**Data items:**
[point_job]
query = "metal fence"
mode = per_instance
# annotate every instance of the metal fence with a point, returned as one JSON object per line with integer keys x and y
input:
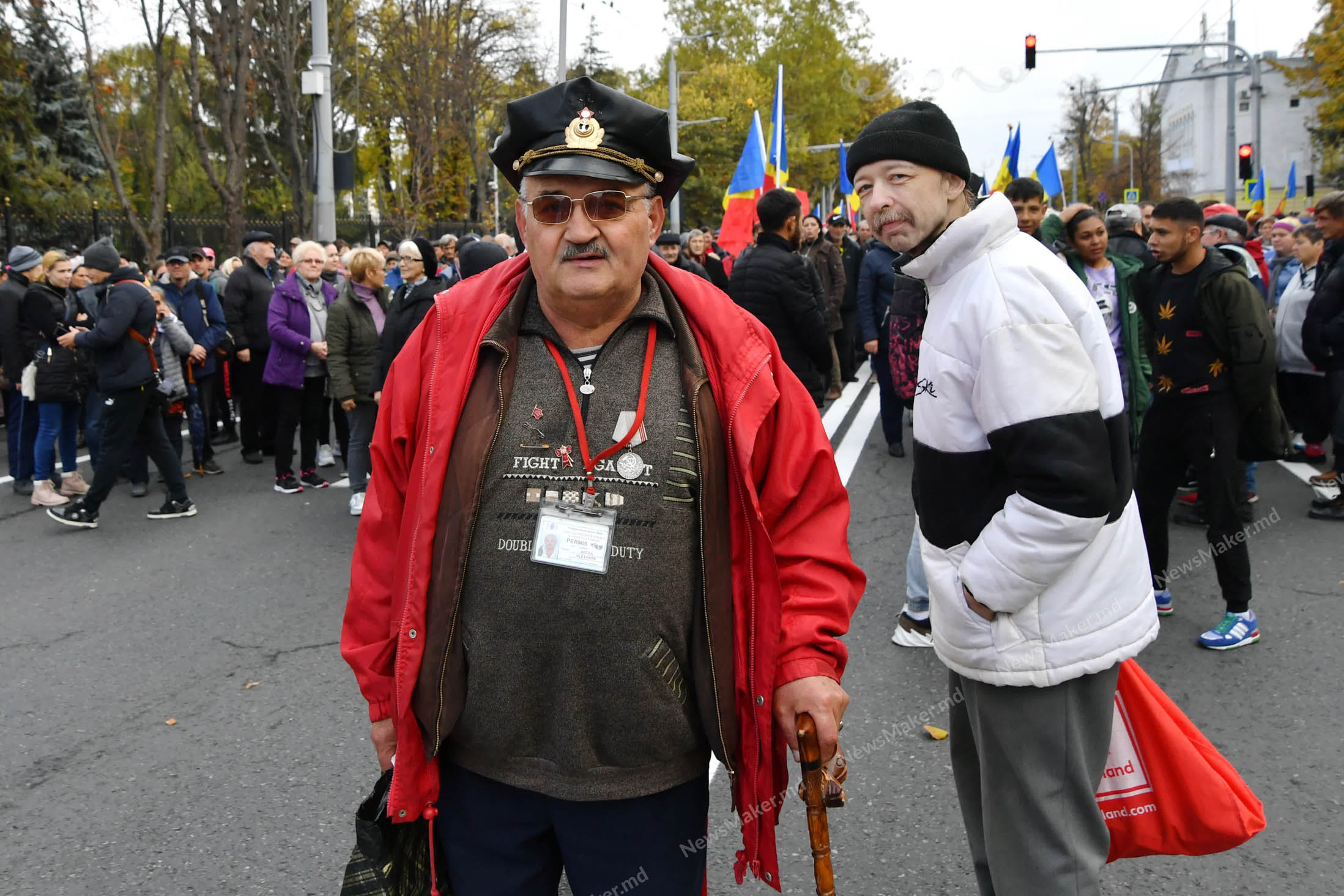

**WHAT THIS TASK INVOLVES:** Can you output every row above word for word, omitting the pictures?

**CORRECT RESULT:**
[point_job]
query = "metal fence"
mode = per_instance
# annotate every instance of the metal fence with a point, returned as one JSON object per line with integer keys x and y
input:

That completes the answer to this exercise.